• CHALLENGE: Starting at the top of the material and ending after the line that contains "MULTIPOLYGON (((170 144, 178", format those lines as a JSON list of strings, one string per line, with blank lines omitted.

* begin RECORDS PROVIDED *

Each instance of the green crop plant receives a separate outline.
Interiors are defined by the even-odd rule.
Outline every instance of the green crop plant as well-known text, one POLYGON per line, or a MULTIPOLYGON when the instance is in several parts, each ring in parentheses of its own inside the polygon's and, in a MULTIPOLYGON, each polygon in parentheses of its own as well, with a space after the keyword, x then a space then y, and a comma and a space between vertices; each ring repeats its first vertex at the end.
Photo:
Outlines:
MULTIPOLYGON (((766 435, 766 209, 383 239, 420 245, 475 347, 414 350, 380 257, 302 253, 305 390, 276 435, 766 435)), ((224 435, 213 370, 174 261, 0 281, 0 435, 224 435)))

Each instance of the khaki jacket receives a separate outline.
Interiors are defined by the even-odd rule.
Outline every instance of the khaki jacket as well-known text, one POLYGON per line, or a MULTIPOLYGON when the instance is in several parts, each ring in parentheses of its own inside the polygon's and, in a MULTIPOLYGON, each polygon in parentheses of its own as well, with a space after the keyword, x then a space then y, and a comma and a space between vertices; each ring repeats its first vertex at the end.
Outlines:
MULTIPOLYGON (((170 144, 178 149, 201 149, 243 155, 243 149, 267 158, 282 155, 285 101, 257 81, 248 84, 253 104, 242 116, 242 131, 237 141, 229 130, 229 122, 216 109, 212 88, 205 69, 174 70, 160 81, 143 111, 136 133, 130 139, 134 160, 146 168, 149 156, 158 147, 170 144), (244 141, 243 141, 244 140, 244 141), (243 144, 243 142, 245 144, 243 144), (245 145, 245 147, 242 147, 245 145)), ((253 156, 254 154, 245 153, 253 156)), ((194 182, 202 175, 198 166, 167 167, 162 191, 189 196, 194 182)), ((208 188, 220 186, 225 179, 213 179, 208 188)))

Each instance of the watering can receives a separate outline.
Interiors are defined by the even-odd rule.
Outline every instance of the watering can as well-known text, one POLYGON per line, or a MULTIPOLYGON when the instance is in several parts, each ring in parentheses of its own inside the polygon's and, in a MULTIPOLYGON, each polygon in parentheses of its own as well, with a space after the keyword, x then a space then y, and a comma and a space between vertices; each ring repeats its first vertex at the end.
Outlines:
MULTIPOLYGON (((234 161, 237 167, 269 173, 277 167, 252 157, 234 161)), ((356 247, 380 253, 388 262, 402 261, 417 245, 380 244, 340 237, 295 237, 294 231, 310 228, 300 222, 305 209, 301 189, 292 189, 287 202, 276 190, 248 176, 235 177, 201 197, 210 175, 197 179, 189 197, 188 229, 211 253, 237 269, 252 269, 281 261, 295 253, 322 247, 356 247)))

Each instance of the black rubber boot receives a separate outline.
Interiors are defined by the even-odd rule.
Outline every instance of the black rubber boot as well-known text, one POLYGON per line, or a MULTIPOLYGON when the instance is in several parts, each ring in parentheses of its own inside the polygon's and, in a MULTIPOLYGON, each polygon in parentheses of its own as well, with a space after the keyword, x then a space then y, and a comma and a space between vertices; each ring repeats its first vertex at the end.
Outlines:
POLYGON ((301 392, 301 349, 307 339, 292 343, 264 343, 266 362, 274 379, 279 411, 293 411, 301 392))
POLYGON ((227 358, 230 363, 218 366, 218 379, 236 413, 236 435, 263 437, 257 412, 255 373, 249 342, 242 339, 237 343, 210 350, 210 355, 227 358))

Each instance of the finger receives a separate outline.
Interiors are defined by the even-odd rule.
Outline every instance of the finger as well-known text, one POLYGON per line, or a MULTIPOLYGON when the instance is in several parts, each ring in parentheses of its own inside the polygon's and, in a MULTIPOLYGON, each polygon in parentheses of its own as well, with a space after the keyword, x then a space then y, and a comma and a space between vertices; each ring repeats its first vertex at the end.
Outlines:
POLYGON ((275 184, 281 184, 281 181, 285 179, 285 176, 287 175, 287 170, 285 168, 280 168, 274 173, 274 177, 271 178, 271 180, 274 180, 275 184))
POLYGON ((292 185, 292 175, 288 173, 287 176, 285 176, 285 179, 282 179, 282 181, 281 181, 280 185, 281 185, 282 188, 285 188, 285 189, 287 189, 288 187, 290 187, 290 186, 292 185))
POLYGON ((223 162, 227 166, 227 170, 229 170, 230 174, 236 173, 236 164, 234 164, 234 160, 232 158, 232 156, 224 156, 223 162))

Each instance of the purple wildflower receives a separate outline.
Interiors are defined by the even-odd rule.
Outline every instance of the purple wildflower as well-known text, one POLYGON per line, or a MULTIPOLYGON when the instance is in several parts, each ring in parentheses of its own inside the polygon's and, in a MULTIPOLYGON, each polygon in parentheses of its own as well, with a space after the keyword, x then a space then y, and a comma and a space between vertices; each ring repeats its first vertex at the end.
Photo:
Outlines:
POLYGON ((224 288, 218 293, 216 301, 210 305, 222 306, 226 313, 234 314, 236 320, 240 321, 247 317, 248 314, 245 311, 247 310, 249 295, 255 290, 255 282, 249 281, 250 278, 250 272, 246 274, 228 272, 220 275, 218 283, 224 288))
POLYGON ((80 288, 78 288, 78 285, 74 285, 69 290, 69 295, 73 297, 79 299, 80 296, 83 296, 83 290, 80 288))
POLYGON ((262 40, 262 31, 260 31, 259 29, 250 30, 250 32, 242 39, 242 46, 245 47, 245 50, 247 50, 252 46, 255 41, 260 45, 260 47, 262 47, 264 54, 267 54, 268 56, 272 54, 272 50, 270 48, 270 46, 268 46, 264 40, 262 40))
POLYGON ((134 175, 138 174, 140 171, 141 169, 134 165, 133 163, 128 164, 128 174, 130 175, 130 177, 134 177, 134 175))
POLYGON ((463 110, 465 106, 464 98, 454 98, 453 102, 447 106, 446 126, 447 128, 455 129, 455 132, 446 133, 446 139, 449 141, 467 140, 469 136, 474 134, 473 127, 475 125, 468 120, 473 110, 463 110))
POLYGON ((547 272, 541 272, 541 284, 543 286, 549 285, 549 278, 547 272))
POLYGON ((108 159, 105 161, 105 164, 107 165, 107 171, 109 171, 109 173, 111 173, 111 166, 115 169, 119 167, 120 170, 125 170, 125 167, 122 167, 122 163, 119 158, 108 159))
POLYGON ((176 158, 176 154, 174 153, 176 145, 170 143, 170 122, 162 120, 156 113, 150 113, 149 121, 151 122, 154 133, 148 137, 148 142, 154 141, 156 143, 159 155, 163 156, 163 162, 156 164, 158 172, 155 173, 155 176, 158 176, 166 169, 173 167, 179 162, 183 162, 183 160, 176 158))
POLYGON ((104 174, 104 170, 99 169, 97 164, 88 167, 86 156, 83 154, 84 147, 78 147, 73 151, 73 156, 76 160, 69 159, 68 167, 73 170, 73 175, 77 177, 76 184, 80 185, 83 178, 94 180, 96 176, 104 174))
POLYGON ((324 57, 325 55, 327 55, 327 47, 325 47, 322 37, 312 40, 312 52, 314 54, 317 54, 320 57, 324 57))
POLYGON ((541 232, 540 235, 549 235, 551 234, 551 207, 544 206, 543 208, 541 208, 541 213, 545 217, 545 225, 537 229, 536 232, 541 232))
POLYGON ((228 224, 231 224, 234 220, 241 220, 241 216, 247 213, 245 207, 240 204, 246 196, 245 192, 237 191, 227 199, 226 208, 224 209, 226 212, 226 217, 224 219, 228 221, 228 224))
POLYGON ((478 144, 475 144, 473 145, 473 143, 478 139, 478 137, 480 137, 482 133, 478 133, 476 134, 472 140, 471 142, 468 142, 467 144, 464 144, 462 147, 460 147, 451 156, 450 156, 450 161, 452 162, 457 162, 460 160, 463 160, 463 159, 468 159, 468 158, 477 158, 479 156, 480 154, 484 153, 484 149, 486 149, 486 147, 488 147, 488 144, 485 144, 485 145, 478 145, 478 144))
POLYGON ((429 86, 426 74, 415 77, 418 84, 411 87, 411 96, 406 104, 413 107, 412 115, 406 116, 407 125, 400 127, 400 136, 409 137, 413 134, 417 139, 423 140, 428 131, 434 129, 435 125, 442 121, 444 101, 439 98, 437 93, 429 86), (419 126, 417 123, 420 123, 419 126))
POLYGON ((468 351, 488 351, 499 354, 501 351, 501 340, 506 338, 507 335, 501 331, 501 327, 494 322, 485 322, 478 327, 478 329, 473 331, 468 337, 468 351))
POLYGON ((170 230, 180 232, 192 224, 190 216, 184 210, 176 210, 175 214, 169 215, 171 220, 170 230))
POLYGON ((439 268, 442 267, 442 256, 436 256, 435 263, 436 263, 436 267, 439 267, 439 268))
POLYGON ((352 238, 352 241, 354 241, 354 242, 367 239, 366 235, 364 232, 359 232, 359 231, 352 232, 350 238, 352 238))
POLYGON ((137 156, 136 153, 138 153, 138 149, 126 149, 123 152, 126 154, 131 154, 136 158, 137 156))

* end RECORDS PROVIDED *

• EXPECTED OUTPUT:
[
  "Each instance of the green crop plant receives a separate outline.",
  "Interiors are defined by the even-odd rule.",
  "Outline every instance of the green crop plant as well-known text, one POLYGON per line, or a MULTIPOLYGON when the instance is in several parts, each ring in parentheses of its own inside the polygon's and, in a MULTIPOLYGON, each polygon in parentheses of its own as well, with a space after the keyword, x then a space then y, and a comma and a space between vertices; each ring repeats its first vertex at the end.",
  "Photo:",
  "Outlines:",
  "MULTIPOLYGON (((766 435, 766 209, 383 239, 420 245, 475 347, 414 350, 380 257, 302 253, 305 390, 276 435, 766 435)), ((224 435, 213 370, 174 261, 0 281, 0 435, 224 435)))",
  "Each instance of the khaki jacket receives a separate outline.",
  "Interiors are defined by the even-odd rule.",
  "Outline every instance of the khaki jacket as well-known text, one POLYGON per line, or a MULTIPOLYGON when the instance is in several parts, each ring in parentheses of its own inside the polygon's and, in a MULTIPOLYGON, each polygon in parentheses of its own as well, with a space after the keyword, x then a space then y, and a comma and a space between vertices; each ring repeats its first vertex at the end.",
  "Outlines:",
  "MULTIPOLYGON (((170 144, 178 149, 201 149, 243 155, 243 149, 267 158, 282 155, 285 101, 257 81, 248 84, 253 104, 242 116, 242 131, 237 141, 229 130, 229 122, 216 109, 212 88, 205 69, 174 70, 160 81, 143 111, 136 133, 130 139, 134 160, 146 168, 149 156, 158 147, 170 144), (244 141, 243 141, 244 140, 244 141), (243 144, 243 142, 245 144, 243 144), (245 145, 245 147, 242 147, 245 145)), ((253 156, 254 154, 245 153, 253 156)), ((194 182, 202 175, 198 166, 167 167, 162 191, 189 196, 194 182)), ((208 188, 220 186, 225 179, 213 179, 208 188)))"
]